Given task A >> Report each line of the entries that contains the string "audit", treating uppercase and lowercase letters as different.

-- BEGIN Provided passage --

Skip to content

Latest commit

 

History

History
197 lines (146 loc) · 7.41 KB

README.md

File metadata and controls

197 lines (146 loc) · 7.41 KB

MMark

License BSD3 Hackage Stackage Nightly Stackage LTS Build Status Coverage Status

MMark (read “em-mark”) is a strict markdown processor for writers. “Strict” means that not every input is considered valid markdown and parse errors are possible and even desirable because they allow to spot markup issues without searching for them in rendered document. If a markdown document passes MMark parser, then it'll most certainly produce HTML without any unexpected artifacts. This feature makes it a good choice for writers and bloggers.

MMark and Common Mark

MMark tries to follow the Common Mark specification as given here:

https://github.com/jgm/CommonMark

However, due to the fact that we do not allow inputs that do not make sense, MMark obviously can't follow the specification precisely. In particular, parsing of inlines differs considerably from Common Mark.

Another difference between Common Mark and MMark is that the latter supports more common markdown extensions out-of-the-box. In particular, MMark supports:

  • parsing of optional YAML block
  • strikeout using ~~this~~ syntax
  • superscript using ^this^ syntax
  • subscript using ~this~ syntax
  • PHP-style footnotes, e.g. [^1] (NOT YET)
  • “pipe” tables (as used on GitHub) (NOT YET)

You do not need to enable or tweak anything for these to work, they are built-in features.

Differences in inline parsing

Emphasis and strong emphasis is an especially hairy topic in Common Mark. There are 17 ad-hoc rules definition interaction between * and _ -based emphasis and more than half of all Common Mark examples (that's about 300) test this tricky logic.

Not only it is hard to implement (for tools built around markdown too), it's hard to understand for humans too. For example, this input:

*(*foo*)*

produces this HTML:

<p><em>(<em>foo</em>)</em></p>

(Note the nested emphasis.)

Could it produce something like this instead?

<p><em>(</em>foo<em>)</em></p>

Well, it could! Without remembering those 17 ad-hoc rules, there going to be a lot of tricky cases when a user won't be able to tell how markdown will be parsed.

I decided to make parsing of emphasis, strong emphasis, and similar constructs like strikethrough, subscript, and superscript more symmetric and less ad-hoc. This is a work in progress and I'm not fully satisfied with the current approach, and it does not allow to express some combinations of characters and markup, but in 99% of practical cases it works just like Common Mark and normal markdown intuitions will work OK for the users.

Let's start by dividing all characters into three groups:

  • Markup characters, including the following: *, ~, _, `, ^, [, ]. These are used for markup and whenever they appear in a document, they must form valid markup constructions.

-- END Provided passage --

Given task B >> Pick up the MMark README above from its final line and keep writing it.

-- BEGIN Entries --

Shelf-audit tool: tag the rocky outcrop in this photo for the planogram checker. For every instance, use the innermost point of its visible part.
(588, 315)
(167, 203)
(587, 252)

-- END Entries --
-- BEGIN Entries --

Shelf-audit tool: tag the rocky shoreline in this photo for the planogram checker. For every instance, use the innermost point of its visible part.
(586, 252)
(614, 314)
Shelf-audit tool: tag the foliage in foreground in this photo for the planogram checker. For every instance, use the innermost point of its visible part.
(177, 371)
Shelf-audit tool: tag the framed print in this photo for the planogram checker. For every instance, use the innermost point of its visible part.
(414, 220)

-- END Entries --

Task answer A >>
Shelf-audit tool: tag the rocky outcrop in this photo for the planogram checker. For every instance, use the innermost point of its visible part.
Shelf-audit tool: tag the rocky shoreline in this photo for the planogram checker. For every instance, use the innermost point of its visible part.
Shelf-audit tool: tag the foliage in foreground in this photo for the planogram checker. For every instance, use the innermost point of its visible part.
Shelf-audit tool: tag the framed print in this photo for the planogram checker. For every instance, use the innermost point of its visible part.

Task answer B >>
  • Space characters, including space, tab, newline, carriage return, and some Unicode space characters.

  • Other characters, which include all characters not falling into the two groups described above.

Markup characters and even space characters can be “converted” to other characters via backslash escaping. We'll see how this is useful in a few moments.

We'll call markdown characters placed between space characters and other characters left-flanking delimiter run. These markup characters sort of hang on the left hand side of a word.

Similarly we'll call markdown characters placed between other characters and space characters right-flanking delimiter run. These hang on the right hand side of a word.

Emphasis markup (and other similar things like strikethrough, which we won't mention explicitly anymore for brevity) can start only as left-flanking delimiter run and end only as right-flanking delimiter run.

This produces a parse error:

*Something * is not right.
Something __is __ not right.

And this too:

__foo__bar

This means that inter-word emphasis is not supported by this approach.

There is one more tricky thing. In some cases we want to end emphasis and have full stop or other punctuation right after it:

Here it *goes*.

You can see that the closing * is not in right-flanking position here, and so it's a parse error. To avoid this, some punctuation that normally appears outside of markup were made “transparent” and it's regarded as white space, so the example above parses correctly and works as expected. To put a transparent character inside emphasis, backslash escaping is necessary:

We *\(can\)* have it.

Here ( and ) are transparent punctuation characters, just like ., so they must be turned into other characters to go inside the emphasis. This is a corner case and should not be common in practice.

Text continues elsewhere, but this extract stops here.